---------- Halaman ----------

Namun, statistik tetaplah statistik. Kondisi di lapangan jauh berbeda. Saya tak bermaksud menafikan angka yang dilansir oleh badan sehebat BPS itu, tetapi ada fenomena yang menurut saya sangat luar biasa, yaitu sebanyak apapun jumlah penurunan orang miskin di Aceh, tetap saja orang-orang yang menyandang predikat miskin adalah mereka yang telah hidup miskin puluhan tahun. Bahkan sudah mewarisi kemiskinan itu ke beberapa generasi, sebagaimana saya sebutkan di atas. Kalau demikian adanya, di mana letaknya penurunan angka kemiskinan, toh penduduk miskin di Aceh hanya orang-orang itu saja?
Kalaulah boleh jujur --sebab menjadi orang jujur di Aceh banyak tantangannya-- selama ini tidak ada perbaikan taraf hidup rakyat di Aceh secara masif. Yang berbeda adalah tidak ada lagi salak senapan yang bersahut-sahutan, sebagai pertanda bahwa RI dan GAM sedang bertempur. Akan tetapi, bila melihat kondisi ekonomi rakyat, tidak ada yang berubah, baik di masa perang maupun di saat damai. Kalau tidak percaya, silahkan telisik ke tengah-tengah masyarakat. Berapa harga gabah mereka hari ini? Berapa harga pinang, kelapa, kangkung, jagung, kacang dan lain-lain hasil penen mereka hari ini? Cukupkah harga dua goni gabah siap jual untuk bertahan hidup selama sebulan? Artinya, kondisi keuangan rakyat Aceh saat ini tidak stabil. Pendapatan selalu lebih kecil dengan pengeluaran. Berbagai cara hemat yang pernah dituliskan di berbagai buku telah dipelajari, namun tetap tidak membantu. Apakah Pemerintah Aceh melihat ini? Saya belum bisa mengukur kinerja Zaini-Muzakir selama setahun ini, namun bukan berarti tidak bisa dinilai sama sekali. Sekali lagi, kalau boleh jujur, program pembangunan yang dijalankan belum menjawab persoalan rakyat. Pembangunan yang dilakukan selama ini, lebih banyak pro kepada kepentingan perorangan dan kelompok, sedangkan masalah rakyat berupa kemandekan ekonomi, belum mampu dijawab.

----------

Yang Perlu Dikerjakan:
**a.** Dalam teks tentang kemiskinan di Aceh, siapa yang tetap menyandang predikat miskin sebanyak apa pun penurunan jumlah orang miskin?
**b.** Tolong tulis kembali bagian teks tentang kemiskinan di Aceh yang diawali kata-kata "Namun, statistik tetaplah" dan diakhiri "orang-orang itu saja?", dengan menukar "luar biasa" menjadi "mengejutkan".
Item di bawah ini adalah bahan tersendiri yang terpisah dari teks.

---------- Daftar Data ----------

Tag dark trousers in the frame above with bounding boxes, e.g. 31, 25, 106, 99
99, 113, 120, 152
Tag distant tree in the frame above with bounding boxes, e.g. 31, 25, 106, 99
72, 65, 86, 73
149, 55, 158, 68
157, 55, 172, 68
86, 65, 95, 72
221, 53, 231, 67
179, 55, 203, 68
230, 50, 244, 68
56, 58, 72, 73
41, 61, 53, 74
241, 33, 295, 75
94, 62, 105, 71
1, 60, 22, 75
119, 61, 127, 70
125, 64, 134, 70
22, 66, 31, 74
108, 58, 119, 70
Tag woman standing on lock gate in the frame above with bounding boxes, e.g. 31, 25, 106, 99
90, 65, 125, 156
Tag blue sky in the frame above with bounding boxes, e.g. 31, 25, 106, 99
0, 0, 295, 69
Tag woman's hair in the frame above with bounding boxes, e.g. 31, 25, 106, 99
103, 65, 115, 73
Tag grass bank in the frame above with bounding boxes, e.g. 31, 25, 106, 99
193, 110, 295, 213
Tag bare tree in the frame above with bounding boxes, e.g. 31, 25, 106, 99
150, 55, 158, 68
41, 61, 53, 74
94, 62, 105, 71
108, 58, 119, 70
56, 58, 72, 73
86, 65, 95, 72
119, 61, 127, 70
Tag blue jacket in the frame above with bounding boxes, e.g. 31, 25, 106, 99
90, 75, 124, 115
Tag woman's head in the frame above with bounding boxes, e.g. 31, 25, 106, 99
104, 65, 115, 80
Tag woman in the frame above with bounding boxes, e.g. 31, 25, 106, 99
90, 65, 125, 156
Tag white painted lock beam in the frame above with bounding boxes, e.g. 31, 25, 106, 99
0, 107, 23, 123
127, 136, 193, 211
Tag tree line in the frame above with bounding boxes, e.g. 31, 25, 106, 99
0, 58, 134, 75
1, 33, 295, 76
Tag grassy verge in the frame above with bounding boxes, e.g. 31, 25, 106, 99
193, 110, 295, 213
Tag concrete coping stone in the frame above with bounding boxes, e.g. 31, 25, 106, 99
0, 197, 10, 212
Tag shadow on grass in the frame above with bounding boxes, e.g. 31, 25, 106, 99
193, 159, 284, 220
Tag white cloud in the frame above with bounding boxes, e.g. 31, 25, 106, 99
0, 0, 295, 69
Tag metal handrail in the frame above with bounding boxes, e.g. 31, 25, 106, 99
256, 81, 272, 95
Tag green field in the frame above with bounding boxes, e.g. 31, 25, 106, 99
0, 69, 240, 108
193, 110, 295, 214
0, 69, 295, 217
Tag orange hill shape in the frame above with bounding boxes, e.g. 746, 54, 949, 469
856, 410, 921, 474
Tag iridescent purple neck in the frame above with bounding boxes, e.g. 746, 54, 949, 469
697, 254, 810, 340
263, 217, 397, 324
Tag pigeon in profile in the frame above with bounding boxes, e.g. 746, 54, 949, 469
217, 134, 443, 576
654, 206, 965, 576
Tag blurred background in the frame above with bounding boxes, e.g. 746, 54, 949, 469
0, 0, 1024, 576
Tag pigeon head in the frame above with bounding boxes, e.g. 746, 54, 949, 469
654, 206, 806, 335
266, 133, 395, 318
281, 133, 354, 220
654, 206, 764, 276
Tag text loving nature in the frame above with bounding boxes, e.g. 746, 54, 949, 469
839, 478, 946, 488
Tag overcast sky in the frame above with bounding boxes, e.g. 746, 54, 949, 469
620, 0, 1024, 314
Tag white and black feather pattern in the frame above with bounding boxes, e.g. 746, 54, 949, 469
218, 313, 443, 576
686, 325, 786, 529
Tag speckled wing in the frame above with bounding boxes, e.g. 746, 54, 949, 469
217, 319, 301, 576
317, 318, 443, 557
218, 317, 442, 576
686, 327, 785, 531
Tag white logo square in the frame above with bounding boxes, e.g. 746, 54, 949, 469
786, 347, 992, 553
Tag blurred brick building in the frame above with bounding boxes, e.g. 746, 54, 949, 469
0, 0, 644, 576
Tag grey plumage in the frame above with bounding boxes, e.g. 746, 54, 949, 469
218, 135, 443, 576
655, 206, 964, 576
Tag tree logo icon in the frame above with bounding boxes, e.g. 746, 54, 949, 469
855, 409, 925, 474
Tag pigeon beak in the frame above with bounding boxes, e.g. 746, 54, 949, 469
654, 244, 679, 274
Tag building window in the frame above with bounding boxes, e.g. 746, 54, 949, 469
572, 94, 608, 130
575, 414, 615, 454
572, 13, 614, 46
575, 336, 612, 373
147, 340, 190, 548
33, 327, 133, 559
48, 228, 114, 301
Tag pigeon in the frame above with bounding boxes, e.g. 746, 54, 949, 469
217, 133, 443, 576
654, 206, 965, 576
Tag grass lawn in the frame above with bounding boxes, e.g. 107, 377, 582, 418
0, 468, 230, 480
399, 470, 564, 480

----------

Hasil Tiap Tugas:
**a.** Mereka yang telah hidup miskin puluhan tahun.

**b.**
Namun, statistik tetaplah statistik. Kondisi di lapangan jauh berbeda. Saya tak bermaksud menafikan angka yang dilansir oleh badan sehebat BPS itu, tetapi ada fenomena yang menurut saya sangat mengejutkan, yaitu sebanyak apapun jumlah penurunan orang miskin di Aceh, tetap saja orang-orang yang menyandang predikat miskin adalah mereka yang telah hidup miskin puluhan tahun. Bahkan sudah mewarisi kemiskinan itu ke beberapa generasi, sebagaimana saya sebutkan di atas. Kalau demikian adanya, di mana letaknya penurunan angka kemiskinan, toh penduduk miskin di Aceh hanya orang-orang itu saja?